• **WHAT IS REQUIRED**:
Render every line of the material below as a JSON array of strings, one string per line and no entries for blank lines. Leave the picture out.

• **INPUT**:
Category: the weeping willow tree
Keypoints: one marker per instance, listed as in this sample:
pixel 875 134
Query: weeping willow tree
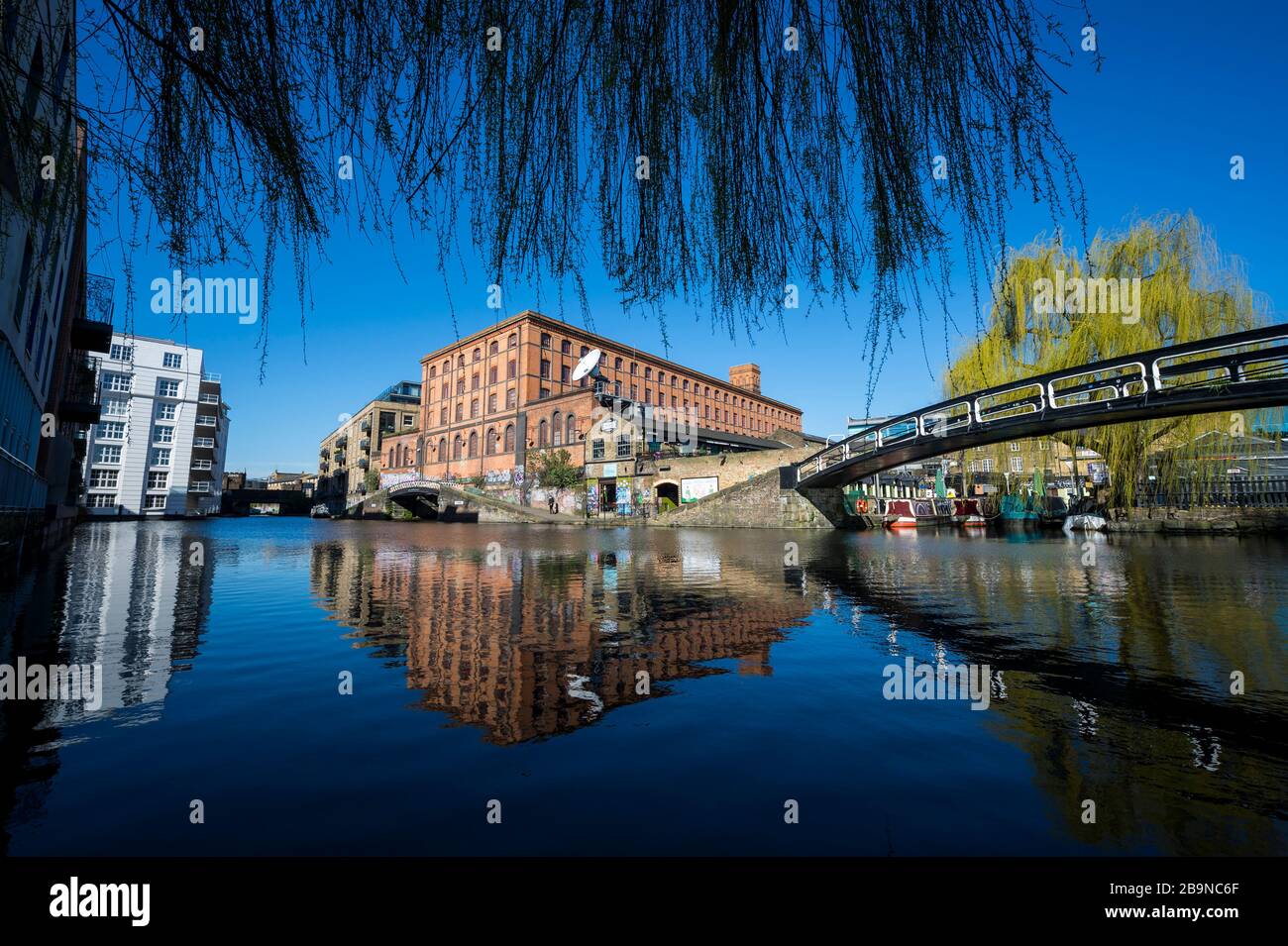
pixel 1188 291
pixel 702 151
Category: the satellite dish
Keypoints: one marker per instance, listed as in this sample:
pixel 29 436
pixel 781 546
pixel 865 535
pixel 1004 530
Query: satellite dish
pixel 589 365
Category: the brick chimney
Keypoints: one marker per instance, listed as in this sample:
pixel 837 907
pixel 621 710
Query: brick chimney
pixel 746 376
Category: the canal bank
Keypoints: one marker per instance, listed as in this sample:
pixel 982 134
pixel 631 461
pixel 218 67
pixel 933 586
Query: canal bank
pixel 558 671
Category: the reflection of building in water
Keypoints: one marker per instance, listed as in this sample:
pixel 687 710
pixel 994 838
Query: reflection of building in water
pixel 536 645
pixel 136 604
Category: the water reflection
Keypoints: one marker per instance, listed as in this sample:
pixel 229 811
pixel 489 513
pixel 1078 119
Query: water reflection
pixel 533 643
pixel 1109 681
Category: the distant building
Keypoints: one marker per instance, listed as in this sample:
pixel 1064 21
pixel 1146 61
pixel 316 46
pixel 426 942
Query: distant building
pixel 351 455
pixel 494 400
pixel 160 447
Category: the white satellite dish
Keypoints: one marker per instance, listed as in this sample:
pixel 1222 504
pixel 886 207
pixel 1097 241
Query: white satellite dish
pixel 589 365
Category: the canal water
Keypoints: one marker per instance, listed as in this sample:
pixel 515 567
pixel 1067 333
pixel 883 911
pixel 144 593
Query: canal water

• **SOLUTION FOR THIS PROBLEM**:
[
  "Category: the weeping willow tree",
  "Keypoints: one marker per instance, listed as in this sample:",
  "pixel 875 134",
  "Query: weeping willow tree",
  "pixel 1188 291",
  "pixel 702 151",
  "Category: the satellite dish",
  "Keypoints: one marker per instance, listed as in this sample:",
  "pixel 29 436",
  "pixel 781 546",
  "pixel 865 535",
  "pixel 1004 530",
  "Query: satellite dish",
  "pixel 589 365",
  "Category: the brick chimney",
  "Keypoints: one marker per instance, listed as in this sample:",
  "pixel 837 907",
  "pixel 621 710",
  "Query: brick chimney",
  "pixel 746 376",
  "Category: the canal bank",
  "Keypoints: one marker per instance, listed as in this sample:",
  "pixel 982 134",
  "pixel 631 461",
  "pixel 218 67",
  "pixel 933 586",
  "Query: canal bank",
  "pixel 558 671",
  "Category: the reflection of building in water",
  "Keypoints: one marker per instance, listed as in this sample:",
  "pixel 687 710",
  "pixel 994 838",
  "Query: reflection of building in water",
  "pixel 536 645",
  "pixel 136 604",
  "Category: the water reflection",
  "Keypoints: one marker per instance, listed as in this sample:",
  "pixel 229 811",
  "pixel 489 513",
  "pixel 1078 119",
  "Query: water reflection",
  "pixel 533 643",
  "pixel 1109 681",
  "Category: the distant building",
  "Keypoints: one marker per instance, listed as in this sample:",
  "pixel 1064 21",
  "pixel 1146 61",
  "pixel 316 46",
  "pixel 426 942",
  "Query: distant building",
  "pixel 351 455",
  "pixel 494 400",
  "pixel 160 447",
  "Category: the white satellite dish",
  "Keypoints: one marker per instance, listed as in this sample:",
  "pixel 1222 504",
  "pixel 886 207",
  "pixel 1097 241",
  "Query: white satellite dish",
  "pixel 589 365",
  "Category: the canal water",
  "Keypoints: one marker per instance, listed as in this sample:",
  "pixel 515 567",
  "pixel 1067 333",
  "pixel 883 911",
  "pixel 144 593",
  "Query: canal water"
]